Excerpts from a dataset
>>>

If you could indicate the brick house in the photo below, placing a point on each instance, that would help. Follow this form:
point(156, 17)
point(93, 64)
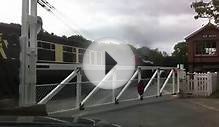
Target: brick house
point(203, 49)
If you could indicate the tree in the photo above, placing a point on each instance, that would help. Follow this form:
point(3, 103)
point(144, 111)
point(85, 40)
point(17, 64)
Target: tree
point(180, 53)
point(208, 10)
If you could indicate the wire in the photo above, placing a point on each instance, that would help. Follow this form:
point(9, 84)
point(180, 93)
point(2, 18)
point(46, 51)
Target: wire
point(52, 10)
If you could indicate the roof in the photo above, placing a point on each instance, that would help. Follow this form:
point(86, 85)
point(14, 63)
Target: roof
point(209, 25)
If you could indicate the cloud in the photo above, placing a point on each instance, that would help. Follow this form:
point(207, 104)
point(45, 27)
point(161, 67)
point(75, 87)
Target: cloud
point(156, 24)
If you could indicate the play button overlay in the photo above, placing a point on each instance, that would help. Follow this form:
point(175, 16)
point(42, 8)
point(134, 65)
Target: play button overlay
point(108, 63)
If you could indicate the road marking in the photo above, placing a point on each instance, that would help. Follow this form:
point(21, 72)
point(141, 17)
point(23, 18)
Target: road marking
point(206, 106)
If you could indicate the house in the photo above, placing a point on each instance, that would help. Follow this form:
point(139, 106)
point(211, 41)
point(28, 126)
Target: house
point(203, 49)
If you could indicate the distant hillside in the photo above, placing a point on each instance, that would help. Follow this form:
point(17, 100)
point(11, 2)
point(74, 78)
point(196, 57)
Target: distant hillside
point(75, 40)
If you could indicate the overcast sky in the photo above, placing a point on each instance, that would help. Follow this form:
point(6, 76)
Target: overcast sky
point(155, 23)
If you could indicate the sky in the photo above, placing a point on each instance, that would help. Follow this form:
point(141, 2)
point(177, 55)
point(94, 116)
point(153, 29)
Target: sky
point(155, 23)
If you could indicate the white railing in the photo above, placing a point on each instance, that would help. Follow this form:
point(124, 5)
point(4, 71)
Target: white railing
point(201, 84)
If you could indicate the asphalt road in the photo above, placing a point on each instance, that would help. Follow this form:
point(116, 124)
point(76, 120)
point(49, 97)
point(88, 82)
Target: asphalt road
point(168, 113)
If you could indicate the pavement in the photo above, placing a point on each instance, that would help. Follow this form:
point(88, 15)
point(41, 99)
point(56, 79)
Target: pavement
point(166, 111)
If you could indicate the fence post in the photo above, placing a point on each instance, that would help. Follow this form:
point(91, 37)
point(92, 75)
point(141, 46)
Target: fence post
point(209, 83)
point(158, 82)
point(77, 55)
point(139, 75)
point(78, 89)
point(114, 77)
point(195, 83)
point(178, 80)
point(173, 81)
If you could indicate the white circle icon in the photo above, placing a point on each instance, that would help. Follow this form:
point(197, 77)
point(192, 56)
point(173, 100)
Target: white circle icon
point(108, 63)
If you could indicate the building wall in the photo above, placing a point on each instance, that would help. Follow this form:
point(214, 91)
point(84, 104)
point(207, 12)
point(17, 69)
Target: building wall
point(203, 63)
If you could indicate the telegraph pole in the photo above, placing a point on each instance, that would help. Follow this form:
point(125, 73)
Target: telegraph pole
point(28, 53)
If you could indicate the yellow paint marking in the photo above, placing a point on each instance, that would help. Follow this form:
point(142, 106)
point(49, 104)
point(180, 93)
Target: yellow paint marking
point(206, 106)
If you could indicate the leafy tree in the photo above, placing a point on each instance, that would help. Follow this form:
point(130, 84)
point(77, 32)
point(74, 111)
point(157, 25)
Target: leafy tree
point(208, 10)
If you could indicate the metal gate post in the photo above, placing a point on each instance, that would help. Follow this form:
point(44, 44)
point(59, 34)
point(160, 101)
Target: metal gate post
point(139, 75)
point(114, 78)
point(78, 89)
point(158, 82)
point(178, 80)
point(28, 54)
point(173, 82)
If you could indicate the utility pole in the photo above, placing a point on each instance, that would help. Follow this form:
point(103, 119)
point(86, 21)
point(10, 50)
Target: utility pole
point(28, 53)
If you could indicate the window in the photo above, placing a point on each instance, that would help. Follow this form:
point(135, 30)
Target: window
point(206, 48)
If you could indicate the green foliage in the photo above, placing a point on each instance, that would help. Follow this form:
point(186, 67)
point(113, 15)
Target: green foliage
point(206, 10)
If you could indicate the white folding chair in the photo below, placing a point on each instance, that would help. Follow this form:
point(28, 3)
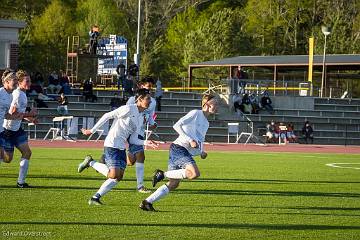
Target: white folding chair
point(233, 129)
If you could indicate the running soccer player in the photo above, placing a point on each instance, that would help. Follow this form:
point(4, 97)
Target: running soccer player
point(192, 129)
point(14, 135)
point(127, 119)
point(136, 152)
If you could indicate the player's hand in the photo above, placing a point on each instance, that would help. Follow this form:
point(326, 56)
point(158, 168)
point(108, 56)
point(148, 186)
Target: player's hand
point(33, 112)
point(193, 144)
point(151, 143)
point(86, 132)
point(35, 121)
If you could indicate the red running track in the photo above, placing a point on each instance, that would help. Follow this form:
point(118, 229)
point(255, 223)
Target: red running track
point(301, 148)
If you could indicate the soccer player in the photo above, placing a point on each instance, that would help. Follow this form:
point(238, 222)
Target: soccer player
point(14, 135)
point(136, 152)
point(127, 119)
point(192, 129)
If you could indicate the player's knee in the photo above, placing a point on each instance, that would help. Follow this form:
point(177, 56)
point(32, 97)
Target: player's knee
point(172, 185)
point(8, 158)
point(192, 174)
point(27, 154)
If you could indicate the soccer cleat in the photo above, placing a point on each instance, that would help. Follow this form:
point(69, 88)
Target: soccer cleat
point(23, 185)
point(102, 159)
point(95, 201)
point(144, 190)
point(146, 206)
point(85, 163)
point(158, 176)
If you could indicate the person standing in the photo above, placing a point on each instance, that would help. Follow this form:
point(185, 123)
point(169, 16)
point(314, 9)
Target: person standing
point(14, 135)
point(127, 119)
point(136, 152)
point(192, 129)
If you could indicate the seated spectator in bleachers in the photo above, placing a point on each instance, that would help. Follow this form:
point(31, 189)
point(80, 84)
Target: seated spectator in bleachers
point(115, 102)
point(254, 103)
point(63, 103)
point(237, 102)
point(271, 134)
point(65, 83)
point(54, 86)
point(291, 137)
point(246, 104)
point(88, 91)
point(308, 132)
point(266, 103)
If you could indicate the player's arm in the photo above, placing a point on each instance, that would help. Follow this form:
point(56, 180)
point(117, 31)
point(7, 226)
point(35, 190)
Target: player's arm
point(187, 119)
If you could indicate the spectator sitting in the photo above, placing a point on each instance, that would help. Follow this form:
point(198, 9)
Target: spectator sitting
point(308, 131)
point(271, 135)
point(115, 102)
point(254, 103)
point(39, 79)
point(246, 104)
point(54, 86)
point(290, 133)
point(266, 103)
point(88, 91)
point(62, 107)
point(64, 83)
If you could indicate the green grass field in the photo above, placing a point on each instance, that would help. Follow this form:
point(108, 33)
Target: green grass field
point(238, 196)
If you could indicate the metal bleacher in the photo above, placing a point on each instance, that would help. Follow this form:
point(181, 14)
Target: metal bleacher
point(335, 121)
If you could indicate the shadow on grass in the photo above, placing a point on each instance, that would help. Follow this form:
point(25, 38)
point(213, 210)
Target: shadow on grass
point(198, 225)
point(267, 193)
point(265, 181)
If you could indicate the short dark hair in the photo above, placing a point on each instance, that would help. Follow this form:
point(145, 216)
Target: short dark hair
point(8, 74)
point(147, 79)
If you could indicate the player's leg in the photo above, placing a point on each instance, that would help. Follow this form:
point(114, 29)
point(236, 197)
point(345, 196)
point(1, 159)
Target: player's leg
point(162, 191)
point(116, 162)
point(90, 162)
point(24, 164)
point(136, 154)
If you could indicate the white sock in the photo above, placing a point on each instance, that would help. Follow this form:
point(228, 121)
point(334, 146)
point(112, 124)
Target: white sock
point(176, 174)
point(139, 174)
point(159, 193)
point(106, 187)
point(100, 167)
point(24, 166)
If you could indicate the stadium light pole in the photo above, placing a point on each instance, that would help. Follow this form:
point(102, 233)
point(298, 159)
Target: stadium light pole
point(326, 31)
point(137, 55)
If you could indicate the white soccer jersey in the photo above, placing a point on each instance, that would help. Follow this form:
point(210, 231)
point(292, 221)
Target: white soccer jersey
point(192, 126)
point(5, 102)
point(127, 120)
point(19, 99)
point(148, 115)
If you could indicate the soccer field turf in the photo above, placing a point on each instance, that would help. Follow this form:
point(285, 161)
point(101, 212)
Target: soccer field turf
point(239, 195)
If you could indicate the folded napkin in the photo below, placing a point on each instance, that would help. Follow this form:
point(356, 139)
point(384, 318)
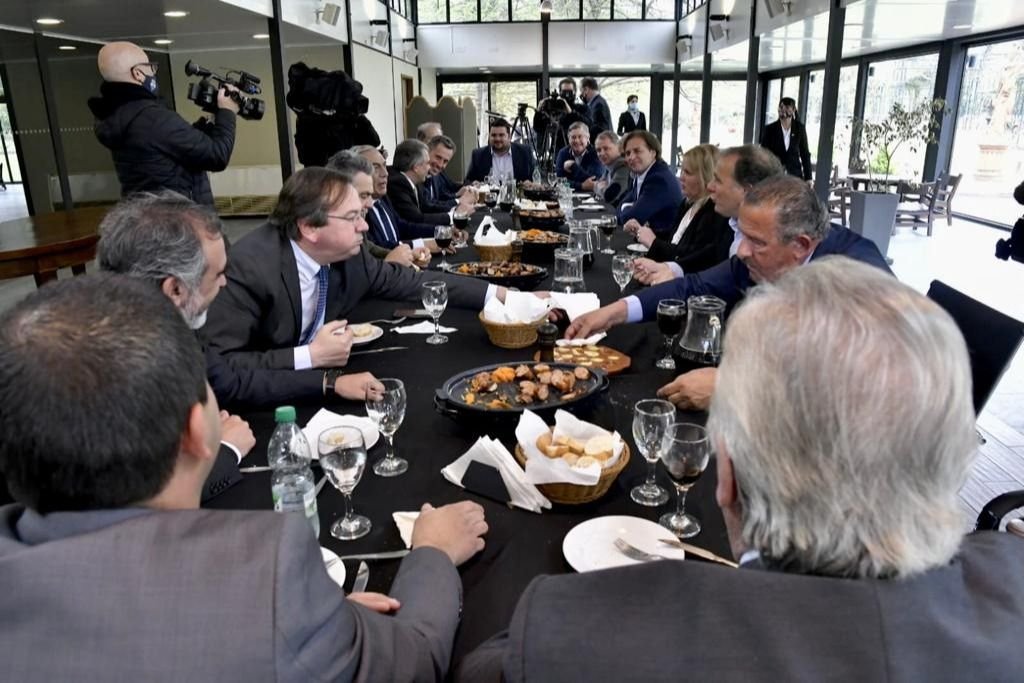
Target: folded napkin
point(541, 469)
point(487, 468)
point(424, 328)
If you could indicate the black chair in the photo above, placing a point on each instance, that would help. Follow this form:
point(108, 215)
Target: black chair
point(992, 338)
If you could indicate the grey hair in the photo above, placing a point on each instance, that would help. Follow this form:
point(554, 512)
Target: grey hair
point(157, 236)
point(408, 154)
point(350, 162)
point(798, 209)
point(847, 458)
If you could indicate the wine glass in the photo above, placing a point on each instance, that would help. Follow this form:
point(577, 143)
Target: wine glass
point(388, 412)
point(435, 300)
point(442, 237)
point(622, 270)
point(685, 455)
point(343, 457)
point(670, 321)
point(651, 419)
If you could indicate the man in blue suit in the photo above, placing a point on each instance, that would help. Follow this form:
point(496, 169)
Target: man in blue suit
point(783, 225)
point(654, 195)
point(578, 161)
point(502, 157)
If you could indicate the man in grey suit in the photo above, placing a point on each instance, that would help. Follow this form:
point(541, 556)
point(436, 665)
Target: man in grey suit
point(112, 571)
point(292, 282)
point(844, 427)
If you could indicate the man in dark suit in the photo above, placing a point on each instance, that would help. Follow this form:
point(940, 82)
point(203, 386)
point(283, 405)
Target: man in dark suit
point(291, 281)
point(843, 427)
point(177, 246)
point(784, 226)
point(502, 158)
point(108, 548)
point(786, 138)
point(654, 194)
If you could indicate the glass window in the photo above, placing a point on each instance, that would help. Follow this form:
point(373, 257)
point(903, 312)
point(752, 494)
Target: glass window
point(908, 82)
point(988, 147)
point(431, 11)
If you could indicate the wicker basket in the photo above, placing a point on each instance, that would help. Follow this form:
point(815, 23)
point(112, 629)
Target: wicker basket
point(573, 494)
point(511, 335)
point(503, 253)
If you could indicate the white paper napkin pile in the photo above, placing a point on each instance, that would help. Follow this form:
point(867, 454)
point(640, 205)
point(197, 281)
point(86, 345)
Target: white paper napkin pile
point(491, 452)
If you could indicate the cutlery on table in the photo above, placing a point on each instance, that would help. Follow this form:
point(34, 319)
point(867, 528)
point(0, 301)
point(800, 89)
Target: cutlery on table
point(361, 578)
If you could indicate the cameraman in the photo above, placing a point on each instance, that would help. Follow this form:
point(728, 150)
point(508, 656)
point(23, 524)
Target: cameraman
point(154, 147)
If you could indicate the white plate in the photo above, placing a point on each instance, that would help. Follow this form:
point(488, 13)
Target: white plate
point(337, 570)
point(370, 432)
point(375, 334)
point(590, 545)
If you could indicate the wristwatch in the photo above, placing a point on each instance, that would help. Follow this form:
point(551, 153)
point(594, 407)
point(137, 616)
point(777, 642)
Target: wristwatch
point(330, 378)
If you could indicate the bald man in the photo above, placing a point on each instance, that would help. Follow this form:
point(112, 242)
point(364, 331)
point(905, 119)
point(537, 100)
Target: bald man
point(155, 148)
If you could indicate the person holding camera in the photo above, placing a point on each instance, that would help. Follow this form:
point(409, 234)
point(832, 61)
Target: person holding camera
point(154, 147)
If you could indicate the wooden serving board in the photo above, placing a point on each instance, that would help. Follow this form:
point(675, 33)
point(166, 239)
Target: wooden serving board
point(606, 358)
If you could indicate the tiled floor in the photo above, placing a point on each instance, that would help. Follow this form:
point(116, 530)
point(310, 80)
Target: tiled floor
point(963, 256)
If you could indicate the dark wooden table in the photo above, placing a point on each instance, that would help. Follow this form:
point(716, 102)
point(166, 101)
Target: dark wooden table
point(40, 245)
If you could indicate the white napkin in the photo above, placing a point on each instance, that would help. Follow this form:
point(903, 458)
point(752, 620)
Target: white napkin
point(489, 452)
point(424, 328)
point(541, 469)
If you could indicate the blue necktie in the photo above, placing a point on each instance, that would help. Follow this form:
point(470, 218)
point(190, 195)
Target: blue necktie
point(321, 305)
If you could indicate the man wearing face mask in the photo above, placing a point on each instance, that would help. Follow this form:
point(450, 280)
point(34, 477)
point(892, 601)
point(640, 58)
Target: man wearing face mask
point(154, 147)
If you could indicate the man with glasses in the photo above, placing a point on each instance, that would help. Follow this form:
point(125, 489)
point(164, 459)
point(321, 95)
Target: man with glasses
point(154, 147)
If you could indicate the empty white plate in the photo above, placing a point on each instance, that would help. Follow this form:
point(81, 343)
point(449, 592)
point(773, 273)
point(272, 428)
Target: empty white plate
point(590, 545)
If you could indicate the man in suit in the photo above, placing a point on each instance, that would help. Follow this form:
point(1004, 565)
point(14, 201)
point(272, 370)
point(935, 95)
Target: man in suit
point(843, 427)
point(107, 546)
point(502, 158)
point(578, 161)
point(292, 281)
point(786, 138)
point(654, 194)
point(600, 114)
point(784, 226)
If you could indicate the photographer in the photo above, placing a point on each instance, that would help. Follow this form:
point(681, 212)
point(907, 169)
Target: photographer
point(154, 147)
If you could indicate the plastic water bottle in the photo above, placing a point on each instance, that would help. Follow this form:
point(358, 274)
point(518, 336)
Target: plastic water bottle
point(291, 480)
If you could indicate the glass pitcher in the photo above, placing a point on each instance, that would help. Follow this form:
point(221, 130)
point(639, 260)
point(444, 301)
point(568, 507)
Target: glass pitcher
point(700, 343)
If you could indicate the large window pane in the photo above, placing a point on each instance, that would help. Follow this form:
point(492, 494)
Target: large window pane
point(908, 82)
point(431, 11)
point(988, 150)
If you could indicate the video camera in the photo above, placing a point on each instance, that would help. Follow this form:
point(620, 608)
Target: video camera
point(204, 92)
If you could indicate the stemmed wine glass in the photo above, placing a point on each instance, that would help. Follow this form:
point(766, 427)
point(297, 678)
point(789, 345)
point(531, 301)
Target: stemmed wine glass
point(685, 455)
point(651, 419)
point(435, 300)
point(388, 412)
point(343, 457)
point(670, 321)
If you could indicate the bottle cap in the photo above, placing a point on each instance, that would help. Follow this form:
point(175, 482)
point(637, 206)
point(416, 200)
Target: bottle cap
point(285, 414)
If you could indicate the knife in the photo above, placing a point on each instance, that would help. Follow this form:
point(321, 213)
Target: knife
point(361, 578)
point(699, 552)
point(380, 350)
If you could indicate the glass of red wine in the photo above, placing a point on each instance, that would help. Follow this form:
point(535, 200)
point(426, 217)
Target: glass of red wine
point(671, 313)
point(685, 453)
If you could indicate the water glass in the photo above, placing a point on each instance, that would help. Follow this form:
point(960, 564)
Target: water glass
point(343, 457)
point(651, 420)
point(435, 301)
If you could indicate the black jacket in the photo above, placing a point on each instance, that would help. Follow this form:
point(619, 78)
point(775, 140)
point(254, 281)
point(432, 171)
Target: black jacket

<<<

* **TO DO**:
Using the records above, restate word for word the lines from the one with "point(56, 180)" through the one with "point(198, 9)", both included.

* **SOLUTION BELOW**:
point(56, 180)
point(117, 31)
point(7, 226)
point(35, 190)
Target: player's arm
point(187, 119)
If you could indicate the spectator sitting in the photo above, placing a point on each instance, that would help. Follow this form:
point(198, 9)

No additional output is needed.